◆ Goal of the exercise: Put every line of the records below, from the one containing "Locate the traffic" down to the last, into a JSON list of strings with one string per line and no blank lines.

◆ Data section:
□ □ □ □ □ □ □

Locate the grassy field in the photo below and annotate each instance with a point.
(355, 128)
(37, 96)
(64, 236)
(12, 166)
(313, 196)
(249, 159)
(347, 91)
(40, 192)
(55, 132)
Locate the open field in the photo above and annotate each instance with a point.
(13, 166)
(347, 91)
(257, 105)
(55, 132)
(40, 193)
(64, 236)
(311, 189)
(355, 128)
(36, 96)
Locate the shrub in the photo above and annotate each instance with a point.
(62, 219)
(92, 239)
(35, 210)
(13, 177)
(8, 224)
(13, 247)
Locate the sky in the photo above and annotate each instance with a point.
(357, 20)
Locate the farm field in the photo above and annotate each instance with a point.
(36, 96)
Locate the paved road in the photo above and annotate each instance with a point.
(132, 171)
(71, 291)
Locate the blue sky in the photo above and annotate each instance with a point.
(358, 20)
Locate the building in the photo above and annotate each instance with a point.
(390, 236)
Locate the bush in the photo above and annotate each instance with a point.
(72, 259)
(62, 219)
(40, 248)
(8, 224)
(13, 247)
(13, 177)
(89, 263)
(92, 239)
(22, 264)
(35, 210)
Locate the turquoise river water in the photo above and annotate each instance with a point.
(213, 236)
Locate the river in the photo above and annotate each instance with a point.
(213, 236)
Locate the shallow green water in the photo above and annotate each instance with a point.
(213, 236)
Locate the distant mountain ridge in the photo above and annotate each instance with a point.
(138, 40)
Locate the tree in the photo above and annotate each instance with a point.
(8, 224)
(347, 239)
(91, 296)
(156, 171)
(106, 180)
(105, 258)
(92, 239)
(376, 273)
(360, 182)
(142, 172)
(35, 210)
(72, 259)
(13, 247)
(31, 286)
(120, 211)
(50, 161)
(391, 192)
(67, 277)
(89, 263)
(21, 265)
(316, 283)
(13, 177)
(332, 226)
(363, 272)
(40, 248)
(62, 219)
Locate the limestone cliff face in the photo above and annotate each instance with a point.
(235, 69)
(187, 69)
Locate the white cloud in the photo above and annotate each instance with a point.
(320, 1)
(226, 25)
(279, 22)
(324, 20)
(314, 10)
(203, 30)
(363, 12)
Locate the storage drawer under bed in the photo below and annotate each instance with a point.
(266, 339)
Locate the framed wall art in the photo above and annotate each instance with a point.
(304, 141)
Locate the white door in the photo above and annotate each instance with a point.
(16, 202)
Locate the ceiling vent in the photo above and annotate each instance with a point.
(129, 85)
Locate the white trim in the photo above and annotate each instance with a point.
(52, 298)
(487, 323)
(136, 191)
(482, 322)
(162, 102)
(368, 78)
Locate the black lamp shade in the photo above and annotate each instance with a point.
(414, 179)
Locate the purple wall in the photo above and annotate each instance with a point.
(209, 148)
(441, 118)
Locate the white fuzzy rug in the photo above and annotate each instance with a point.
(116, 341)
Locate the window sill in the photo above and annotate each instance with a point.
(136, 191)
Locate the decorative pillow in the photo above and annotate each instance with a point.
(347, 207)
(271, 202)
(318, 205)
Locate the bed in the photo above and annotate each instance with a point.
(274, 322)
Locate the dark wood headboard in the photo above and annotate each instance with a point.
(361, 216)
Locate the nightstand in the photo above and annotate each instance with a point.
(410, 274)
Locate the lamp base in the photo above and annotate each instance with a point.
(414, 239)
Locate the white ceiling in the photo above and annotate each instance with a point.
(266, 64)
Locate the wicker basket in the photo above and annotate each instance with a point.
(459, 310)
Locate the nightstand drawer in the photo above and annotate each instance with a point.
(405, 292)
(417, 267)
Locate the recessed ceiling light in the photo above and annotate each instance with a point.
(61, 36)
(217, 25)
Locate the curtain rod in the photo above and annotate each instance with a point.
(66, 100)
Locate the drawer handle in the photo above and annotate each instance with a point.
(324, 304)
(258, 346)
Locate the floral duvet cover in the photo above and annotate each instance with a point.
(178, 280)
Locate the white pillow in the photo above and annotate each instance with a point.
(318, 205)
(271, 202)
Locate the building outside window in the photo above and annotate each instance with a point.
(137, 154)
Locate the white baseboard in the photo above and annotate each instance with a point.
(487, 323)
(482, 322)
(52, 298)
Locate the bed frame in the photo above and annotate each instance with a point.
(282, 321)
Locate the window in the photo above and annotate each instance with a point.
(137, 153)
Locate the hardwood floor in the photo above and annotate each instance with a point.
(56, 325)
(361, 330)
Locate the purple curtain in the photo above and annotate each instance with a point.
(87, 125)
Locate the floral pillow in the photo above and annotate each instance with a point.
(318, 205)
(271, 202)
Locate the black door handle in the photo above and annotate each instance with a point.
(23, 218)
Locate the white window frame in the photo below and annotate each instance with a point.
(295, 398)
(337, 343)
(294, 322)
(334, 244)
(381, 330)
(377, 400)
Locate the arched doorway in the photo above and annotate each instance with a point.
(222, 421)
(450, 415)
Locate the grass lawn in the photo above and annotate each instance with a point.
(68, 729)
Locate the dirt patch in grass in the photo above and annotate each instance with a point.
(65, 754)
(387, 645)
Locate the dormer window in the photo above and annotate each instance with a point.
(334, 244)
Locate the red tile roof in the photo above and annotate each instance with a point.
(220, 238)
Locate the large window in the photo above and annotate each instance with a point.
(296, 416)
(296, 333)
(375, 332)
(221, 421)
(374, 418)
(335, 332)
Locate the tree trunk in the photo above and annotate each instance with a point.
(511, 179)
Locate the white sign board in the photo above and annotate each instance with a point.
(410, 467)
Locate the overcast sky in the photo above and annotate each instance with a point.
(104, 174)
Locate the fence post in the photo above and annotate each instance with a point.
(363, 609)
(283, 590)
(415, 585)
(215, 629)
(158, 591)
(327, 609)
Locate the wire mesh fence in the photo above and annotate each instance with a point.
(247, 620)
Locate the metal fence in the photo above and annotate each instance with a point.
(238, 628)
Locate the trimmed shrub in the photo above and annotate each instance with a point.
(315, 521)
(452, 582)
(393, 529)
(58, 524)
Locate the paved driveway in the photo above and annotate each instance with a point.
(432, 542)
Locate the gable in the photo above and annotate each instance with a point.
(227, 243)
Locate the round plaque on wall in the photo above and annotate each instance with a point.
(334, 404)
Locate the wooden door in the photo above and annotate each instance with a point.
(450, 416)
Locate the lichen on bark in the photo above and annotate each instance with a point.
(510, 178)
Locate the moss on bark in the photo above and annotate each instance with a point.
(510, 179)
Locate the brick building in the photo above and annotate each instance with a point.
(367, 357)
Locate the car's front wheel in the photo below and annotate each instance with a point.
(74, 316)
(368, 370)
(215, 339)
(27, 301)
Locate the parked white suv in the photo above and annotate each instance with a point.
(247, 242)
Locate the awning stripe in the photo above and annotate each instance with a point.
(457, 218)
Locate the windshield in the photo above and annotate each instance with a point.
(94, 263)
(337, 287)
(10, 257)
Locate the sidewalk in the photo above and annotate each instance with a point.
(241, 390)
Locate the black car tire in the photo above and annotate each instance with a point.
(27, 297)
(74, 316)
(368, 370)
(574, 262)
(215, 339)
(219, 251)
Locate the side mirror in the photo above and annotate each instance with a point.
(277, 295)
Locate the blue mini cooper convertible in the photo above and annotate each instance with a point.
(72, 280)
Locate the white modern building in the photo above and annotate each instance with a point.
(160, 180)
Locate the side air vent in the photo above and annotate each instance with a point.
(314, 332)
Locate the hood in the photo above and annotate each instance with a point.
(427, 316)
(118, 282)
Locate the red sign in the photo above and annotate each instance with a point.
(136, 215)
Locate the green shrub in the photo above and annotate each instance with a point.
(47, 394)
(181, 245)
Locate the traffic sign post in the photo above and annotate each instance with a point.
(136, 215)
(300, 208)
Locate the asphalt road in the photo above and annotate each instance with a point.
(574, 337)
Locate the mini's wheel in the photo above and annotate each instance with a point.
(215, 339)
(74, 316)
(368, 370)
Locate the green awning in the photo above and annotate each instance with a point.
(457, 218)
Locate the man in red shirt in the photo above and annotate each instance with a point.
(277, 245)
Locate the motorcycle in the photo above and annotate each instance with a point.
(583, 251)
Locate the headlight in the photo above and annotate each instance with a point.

□ □ □ □ □ □ □

◆ Answer below:
[
  "Locate the traffic sign post in the photo above and annotate each instance with a point.",
  "(136, 215)",
  "(300, 208)",
  "Locate the asphalt road in the photo above and annotate each instance with a point.",
  "(574, 337)",
  "Locate the mini's wheel in the photo above and annotate each instance with a point.",
  "(215, 339)",
  "(74, 316)",
  "(368, 370)",
  "Locate the green awning in the photo above and annotate each instance with a point.",
  "(457, 218)",
  "Locate the man in red shirt in the photo above and annotate each instance with a point.",
  "(277, 245)",
  "Locate the motorcycle in the photo above and annotate each instance with a point.",
  "(583, 251)",
  "Locate the headlight in the photo above and annotate each instance with a point."
]